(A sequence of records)
— start —

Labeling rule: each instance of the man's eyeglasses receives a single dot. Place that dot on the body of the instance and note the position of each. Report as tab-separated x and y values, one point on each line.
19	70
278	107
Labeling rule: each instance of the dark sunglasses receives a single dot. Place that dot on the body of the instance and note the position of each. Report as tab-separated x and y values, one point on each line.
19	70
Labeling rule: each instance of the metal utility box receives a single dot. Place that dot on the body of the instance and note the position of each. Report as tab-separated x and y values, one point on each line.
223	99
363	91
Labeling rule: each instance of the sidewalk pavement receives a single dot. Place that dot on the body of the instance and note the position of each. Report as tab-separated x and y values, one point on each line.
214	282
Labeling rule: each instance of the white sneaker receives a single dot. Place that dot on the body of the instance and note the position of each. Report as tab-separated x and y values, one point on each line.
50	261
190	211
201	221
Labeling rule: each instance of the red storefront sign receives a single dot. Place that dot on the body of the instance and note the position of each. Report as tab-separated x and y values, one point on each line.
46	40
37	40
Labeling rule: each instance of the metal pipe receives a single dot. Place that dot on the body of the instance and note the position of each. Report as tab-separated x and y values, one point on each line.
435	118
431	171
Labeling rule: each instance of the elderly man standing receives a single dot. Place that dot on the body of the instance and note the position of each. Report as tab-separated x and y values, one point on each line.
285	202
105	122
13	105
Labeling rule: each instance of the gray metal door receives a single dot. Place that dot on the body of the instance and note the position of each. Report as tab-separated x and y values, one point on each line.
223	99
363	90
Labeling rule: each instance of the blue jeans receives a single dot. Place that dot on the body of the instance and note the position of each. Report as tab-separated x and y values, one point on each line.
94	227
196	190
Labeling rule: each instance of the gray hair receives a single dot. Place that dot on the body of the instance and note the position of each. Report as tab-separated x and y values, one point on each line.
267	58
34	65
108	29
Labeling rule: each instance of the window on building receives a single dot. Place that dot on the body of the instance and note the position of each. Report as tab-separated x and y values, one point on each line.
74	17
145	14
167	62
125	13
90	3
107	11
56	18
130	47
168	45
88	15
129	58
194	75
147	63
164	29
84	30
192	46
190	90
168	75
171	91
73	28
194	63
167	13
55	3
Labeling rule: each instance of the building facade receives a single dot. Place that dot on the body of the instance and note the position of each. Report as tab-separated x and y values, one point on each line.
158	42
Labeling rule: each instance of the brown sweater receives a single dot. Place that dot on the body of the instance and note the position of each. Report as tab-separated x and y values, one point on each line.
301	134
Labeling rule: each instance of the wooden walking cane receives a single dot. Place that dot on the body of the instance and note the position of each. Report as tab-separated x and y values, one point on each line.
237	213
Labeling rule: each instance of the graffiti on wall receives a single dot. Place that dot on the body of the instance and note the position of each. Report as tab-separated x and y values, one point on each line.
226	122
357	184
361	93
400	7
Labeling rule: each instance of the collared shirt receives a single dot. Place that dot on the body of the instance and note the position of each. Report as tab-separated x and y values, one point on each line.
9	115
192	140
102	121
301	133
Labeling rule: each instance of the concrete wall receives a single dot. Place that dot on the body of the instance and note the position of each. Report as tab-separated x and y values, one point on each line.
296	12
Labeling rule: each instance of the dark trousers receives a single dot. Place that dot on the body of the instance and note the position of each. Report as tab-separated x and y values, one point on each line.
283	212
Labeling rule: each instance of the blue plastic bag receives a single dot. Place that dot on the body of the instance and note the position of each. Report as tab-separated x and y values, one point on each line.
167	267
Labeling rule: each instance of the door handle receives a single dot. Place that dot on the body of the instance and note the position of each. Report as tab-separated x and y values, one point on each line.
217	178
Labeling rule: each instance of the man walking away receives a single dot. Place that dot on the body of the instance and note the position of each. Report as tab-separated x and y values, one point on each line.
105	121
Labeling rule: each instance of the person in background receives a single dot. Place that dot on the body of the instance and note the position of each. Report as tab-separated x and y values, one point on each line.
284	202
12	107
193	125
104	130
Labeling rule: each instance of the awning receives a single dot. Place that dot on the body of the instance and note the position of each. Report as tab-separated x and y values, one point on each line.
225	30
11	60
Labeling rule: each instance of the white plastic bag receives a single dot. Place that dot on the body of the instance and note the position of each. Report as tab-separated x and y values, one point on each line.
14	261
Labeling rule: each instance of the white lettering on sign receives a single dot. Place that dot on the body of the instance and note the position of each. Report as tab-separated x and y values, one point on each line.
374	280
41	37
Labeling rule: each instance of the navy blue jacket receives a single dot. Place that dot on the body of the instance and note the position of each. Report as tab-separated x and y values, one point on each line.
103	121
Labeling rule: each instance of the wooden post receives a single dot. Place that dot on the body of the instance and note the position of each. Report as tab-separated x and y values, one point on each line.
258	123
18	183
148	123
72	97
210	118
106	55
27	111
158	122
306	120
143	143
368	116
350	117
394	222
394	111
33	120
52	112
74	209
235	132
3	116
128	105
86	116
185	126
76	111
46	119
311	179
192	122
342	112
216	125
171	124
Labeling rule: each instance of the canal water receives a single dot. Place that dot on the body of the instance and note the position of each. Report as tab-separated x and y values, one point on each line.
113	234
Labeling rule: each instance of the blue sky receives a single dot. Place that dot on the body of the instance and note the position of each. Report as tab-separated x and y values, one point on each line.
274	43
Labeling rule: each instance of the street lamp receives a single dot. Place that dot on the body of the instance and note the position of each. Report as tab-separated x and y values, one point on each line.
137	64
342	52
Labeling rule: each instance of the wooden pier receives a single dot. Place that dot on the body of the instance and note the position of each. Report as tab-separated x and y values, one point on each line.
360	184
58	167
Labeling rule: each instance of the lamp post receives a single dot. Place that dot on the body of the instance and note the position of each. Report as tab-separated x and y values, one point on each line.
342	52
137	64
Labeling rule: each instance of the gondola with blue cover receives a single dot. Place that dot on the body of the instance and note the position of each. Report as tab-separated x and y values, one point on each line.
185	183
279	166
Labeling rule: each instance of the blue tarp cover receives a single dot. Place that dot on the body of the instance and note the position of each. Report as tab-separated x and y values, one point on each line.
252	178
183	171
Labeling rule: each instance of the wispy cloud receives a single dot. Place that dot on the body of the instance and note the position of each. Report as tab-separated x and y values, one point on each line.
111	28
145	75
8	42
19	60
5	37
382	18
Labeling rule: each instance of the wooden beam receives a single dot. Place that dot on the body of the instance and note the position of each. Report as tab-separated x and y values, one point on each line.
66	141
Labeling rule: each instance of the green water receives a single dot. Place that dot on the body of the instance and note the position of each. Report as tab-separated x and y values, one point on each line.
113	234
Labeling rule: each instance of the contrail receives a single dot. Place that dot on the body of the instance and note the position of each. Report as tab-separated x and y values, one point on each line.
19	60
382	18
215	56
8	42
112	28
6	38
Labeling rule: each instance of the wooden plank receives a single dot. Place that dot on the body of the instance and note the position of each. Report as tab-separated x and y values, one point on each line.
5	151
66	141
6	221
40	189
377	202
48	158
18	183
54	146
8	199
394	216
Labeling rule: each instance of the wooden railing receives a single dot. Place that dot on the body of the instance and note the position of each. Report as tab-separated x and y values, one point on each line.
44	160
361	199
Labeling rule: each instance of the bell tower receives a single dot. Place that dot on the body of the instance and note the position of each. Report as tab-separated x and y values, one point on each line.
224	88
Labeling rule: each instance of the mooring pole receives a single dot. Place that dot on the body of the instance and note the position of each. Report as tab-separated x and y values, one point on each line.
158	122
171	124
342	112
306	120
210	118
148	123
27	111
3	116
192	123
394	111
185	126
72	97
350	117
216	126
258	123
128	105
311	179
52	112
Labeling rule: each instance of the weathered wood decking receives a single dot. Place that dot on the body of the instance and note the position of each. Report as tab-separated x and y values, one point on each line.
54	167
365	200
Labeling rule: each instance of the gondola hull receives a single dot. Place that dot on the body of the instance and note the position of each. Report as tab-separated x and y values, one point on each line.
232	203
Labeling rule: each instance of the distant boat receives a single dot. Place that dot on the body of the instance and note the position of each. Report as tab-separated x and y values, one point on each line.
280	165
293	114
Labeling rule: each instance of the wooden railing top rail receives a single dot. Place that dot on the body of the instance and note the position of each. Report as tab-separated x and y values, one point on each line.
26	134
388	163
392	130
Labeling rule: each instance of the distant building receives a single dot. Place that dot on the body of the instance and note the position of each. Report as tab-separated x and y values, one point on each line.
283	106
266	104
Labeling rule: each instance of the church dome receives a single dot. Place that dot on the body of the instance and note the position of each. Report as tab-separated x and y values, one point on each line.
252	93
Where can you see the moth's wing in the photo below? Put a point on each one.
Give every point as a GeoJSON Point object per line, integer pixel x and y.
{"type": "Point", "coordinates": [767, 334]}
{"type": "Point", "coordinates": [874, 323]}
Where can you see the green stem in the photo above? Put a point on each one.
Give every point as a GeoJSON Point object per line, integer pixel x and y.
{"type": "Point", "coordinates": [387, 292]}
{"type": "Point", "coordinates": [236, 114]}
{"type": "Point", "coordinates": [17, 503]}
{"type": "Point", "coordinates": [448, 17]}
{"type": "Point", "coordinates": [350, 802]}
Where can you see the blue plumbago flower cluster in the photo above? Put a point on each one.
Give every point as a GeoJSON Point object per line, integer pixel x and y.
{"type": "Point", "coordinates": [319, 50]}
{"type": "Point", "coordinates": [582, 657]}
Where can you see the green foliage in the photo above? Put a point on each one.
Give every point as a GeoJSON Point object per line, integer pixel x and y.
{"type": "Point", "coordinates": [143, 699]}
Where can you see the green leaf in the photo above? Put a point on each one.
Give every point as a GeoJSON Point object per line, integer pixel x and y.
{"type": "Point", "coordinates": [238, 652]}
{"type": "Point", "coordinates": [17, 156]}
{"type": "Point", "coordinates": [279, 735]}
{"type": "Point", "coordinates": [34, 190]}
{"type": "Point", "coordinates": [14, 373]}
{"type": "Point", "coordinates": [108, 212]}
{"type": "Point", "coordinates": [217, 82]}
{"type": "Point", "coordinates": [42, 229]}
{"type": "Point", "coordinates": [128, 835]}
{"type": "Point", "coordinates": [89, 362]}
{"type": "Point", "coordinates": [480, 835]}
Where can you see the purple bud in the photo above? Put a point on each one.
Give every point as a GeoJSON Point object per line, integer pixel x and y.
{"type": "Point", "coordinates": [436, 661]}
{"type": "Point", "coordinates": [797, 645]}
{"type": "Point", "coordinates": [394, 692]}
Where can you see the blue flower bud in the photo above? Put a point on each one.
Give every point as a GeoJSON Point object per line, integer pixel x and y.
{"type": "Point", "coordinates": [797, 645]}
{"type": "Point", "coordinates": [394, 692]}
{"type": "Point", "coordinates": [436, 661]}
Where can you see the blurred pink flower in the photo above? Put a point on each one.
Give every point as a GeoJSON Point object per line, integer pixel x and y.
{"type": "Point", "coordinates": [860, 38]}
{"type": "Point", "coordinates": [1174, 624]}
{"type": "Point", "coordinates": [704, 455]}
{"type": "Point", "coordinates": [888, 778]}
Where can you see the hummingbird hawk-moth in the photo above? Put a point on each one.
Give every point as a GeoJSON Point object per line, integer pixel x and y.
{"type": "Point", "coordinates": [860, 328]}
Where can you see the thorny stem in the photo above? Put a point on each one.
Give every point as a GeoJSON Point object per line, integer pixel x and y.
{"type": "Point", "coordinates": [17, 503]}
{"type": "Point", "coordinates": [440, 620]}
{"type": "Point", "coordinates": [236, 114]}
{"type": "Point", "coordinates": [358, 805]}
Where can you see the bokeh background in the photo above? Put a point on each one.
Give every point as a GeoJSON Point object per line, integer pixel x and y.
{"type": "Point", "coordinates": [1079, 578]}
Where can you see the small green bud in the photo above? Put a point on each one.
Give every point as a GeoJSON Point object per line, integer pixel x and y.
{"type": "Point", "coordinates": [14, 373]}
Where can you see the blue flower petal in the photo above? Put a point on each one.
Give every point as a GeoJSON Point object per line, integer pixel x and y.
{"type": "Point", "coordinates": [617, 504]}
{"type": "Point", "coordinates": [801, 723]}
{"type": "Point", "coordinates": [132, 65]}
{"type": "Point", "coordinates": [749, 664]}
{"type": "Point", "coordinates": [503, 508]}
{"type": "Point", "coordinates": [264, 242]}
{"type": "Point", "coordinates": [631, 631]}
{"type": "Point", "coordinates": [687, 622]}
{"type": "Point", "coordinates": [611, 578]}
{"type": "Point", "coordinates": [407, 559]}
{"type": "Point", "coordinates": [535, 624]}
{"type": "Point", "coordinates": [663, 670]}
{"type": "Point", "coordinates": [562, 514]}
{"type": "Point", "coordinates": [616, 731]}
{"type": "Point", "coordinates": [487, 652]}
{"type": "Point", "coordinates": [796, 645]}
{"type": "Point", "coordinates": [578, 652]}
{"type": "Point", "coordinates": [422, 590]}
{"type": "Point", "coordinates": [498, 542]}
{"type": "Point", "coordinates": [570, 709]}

— end —

SHORT PROBLEM – Copy every line of the records above that contains the word "lamp".

FINAL ANSWER –
Labeling rule: each instance of the street lamp receives a single dot. Place that dot on the body of the instance and note the position of each. Report as tab-separated x and y values, one point on each line.
Labeling rule: each instance of the lamp post receives a single dot. Place that dot on the body of the instance and note the position of each. Report as tab-separated x and y values, one point on each line.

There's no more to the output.